▸ Text under study:
>>>

Anger is a Sacred Thing. I'm Learning To Use Mine Better.
A newsletter on great books and the students who are teaching us all.
“Oh, how right Toni had been that she’d seen him as a prize! Now she began to see him as a scared person. Frightened of being left, of not being in control, of not being good enough. And she realized that, yes, while she was often anxious about falling short in her life, she was not a person who was scared. Not to stand on her own. To leave home, to chase ambitions, to endure solitude in pursuit of a different future. One without a net.” (Anita De Monte Laughs Last, p.319)
Xochitl Gonzalez’s brilliant new novel Anita de Monte Laughs Last is a triumph. It is a novel about the world of galleries, residencies, exhibitions, retrospectives, art catalogs and collectors and what is or isn’t concerned significant art. More than that though, it is a story that thrums with rage at the waste of life cut short and the evil of people who actively destroy others because of their own deficiencies, insecurities and selfishness. The characters in this book fight with their blood, sweat and skin for survival and the thriving of self and familial, artistic, and chosen lineages.

<<<

▸ Work task 1: Copy the stretch of the book review from "Xochitl Gonzalez’s brilliant" through "and chosen lineages.".
▸ Work task 2: Who wrote Anita de Monte Laughs Last, according to the book review?
▸ Work task 3: Go on with the book review of Anita de Monte Laughs Last from the point where it stops.

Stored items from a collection
>>>

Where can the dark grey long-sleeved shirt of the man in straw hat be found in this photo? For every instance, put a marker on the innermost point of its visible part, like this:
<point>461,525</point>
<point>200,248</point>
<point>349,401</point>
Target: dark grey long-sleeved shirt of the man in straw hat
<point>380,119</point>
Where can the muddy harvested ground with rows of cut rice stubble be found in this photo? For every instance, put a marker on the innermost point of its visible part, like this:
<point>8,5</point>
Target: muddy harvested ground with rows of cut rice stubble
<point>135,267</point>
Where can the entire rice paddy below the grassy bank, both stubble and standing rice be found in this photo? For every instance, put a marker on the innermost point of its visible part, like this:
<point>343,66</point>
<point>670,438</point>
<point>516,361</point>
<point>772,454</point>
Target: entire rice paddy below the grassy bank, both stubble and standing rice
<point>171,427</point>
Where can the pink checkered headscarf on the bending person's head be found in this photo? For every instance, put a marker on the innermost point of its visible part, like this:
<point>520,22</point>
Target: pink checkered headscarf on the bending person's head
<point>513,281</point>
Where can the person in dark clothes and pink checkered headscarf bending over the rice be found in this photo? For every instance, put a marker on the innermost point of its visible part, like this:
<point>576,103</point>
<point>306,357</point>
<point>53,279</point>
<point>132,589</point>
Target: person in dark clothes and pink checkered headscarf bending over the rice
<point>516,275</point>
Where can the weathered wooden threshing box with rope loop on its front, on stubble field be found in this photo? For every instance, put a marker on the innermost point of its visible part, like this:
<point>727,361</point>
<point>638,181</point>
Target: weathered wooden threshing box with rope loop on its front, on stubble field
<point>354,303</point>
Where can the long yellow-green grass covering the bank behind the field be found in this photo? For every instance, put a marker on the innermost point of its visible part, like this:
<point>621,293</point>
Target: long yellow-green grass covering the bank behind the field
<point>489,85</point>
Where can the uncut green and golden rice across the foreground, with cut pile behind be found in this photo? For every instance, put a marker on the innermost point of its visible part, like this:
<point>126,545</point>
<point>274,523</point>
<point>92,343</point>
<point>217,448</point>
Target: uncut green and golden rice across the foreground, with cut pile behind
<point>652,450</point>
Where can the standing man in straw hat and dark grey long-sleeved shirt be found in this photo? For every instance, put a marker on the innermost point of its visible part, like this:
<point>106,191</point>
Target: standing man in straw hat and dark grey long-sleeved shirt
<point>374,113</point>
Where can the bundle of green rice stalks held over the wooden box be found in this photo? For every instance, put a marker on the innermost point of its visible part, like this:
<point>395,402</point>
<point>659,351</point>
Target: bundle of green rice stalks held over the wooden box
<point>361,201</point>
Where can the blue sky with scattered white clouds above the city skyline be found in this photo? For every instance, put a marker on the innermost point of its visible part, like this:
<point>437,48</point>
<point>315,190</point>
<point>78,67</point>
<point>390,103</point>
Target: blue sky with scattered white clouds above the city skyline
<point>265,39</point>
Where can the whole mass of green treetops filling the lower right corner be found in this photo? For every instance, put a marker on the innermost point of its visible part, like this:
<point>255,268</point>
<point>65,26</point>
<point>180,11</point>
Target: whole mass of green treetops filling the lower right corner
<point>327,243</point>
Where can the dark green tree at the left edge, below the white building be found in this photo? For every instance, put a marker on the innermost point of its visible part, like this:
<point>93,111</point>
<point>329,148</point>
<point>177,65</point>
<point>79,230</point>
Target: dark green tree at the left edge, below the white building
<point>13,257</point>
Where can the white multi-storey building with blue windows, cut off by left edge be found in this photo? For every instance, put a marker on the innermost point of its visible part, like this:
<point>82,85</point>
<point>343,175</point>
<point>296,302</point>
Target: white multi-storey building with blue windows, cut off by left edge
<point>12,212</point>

<<<

▸ Task answer 1:
Xochitl Gonzalez’s brilliant new novel Anita de Monte Laughs Last is a triumph. It is a novel about the world of galleries, residencies, exhibitions, retrospectives, art catalogs and collectors and what is or isn’t concerned significant art. More than that though, it is a story that thrums with rage at the waste of life cut short and the evil of people who actively destroy others because of their own deficiencies, insecurities and selfishness. The characters in this book fight with their blood, sweat and skin for survival and the thriving of self and familial, artistic, and chosen lineages.

▸ Task answer 2: Xochitl Gonzalez.

▸ Task answer 3:
The novel is told from the perspective of two female racialized artists. The first artist is named Anita de Monte. She is Cuban, and has had to fight for space in the art world. She is married to Jack Martin, a heavily celebrated white artist. Across decades, his use of bricks and steel and straight lines is praised for being about “nothingness”, about not being “caught up” in identity politics. The insinuation of course is that that makes his art somehow better, purer, neutral.
When we meet Anita and Jack in the first chapter, we see two people who truly do not like each other. This is a relationship that has soured. With a new skin “thick like coconut shells” for protection, Anita makes herself impervious to her husband’s hurts and focuses on her art. She has already won prizes and residencies, but now major galleries are buying her work and she is at the entryway of being more visible and understood. A few pages later, we find out that Anita has died by either falling or been pushed out of a window, and her husband is under arrest for suspected murder. Her death happens in 1985.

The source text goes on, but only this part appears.